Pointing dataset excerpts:

*****

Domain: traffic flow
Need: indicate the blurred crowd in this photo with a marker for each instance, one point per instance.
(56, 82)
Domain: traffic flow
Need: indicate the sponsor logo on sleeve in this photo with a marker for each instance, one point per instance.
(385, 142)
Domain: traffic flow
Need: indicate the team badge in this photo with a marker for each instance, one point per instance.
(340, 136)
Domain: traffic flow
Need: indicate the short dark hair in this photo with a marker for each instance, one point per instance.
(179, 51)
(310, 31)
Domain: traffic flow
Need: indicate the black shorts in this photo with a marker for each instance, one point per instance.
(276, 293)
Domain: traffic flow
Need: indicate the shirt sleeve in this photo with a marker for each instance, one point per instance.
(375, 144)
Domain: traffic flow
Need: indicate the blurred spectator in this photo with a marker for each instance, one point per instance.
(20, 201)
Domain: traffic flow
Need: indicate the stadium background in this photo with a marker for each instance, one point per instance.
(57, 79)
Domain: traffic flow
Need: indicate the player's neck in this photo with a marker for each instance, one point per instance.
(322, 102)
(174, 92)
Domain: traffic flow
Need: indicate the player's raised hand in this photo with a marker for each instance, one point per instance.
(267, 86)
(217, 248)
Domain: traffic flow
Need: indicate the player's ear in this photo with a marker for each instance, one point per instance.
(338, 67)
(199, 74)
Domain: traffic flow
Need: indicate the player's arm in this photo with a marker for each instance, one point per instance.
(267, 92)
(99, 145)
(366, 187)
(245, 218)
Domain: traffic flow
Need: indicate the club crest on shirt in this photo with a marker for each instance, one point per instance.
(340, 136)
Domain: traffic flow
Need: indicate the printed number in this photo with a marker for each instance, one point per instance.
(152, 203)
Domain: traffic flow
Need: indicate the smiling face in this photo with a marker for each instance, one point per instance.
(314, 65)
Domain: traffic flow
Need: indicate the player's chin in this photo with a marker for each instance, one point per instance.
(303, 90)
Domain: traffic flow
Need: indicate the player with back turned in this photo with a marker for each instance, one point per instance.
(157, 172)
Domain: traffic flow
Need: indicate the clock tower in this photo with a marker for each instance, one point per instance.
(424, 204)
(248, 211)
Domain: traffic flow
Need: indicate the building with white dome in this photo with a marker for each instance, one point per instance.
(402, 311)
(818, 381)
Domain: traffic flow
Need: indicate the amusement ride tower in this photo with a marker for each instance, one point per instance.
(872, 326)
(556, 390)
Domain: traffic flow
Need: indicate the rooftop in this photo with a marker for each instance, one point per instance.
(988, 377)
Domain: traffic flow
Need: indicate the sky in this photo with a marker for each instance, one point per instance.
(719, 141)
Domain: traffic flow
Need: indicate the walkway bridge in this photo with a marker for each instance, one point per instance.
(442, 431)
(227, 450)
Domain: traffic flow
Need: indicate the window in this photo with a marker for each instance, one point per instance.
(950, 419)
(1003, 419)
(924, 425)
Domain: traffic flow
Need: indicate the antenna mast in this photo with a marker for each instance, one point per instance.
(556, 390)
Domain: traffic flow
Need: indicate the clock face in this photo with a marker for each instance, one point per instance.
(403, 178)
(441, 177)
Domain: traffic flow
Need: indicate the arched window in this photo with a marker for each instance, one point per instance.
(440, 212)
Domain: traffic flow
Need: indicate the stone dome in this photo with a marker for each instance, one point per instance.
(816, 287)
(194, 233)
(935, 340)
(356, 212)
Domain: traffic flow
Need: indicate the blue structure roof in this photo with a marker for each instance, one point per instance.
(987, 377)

*****

- [REQUIREMENT] Pull out every line of the items above that contains the word "sleeve".

- [OUTPUT BELOW]
Need: indicate the sponsor logo on sleeve in this photo with a marker for each instance, one point per instance.
Need: indicate the shirt sleeve in this photo with a marker for each instance, one point per instance.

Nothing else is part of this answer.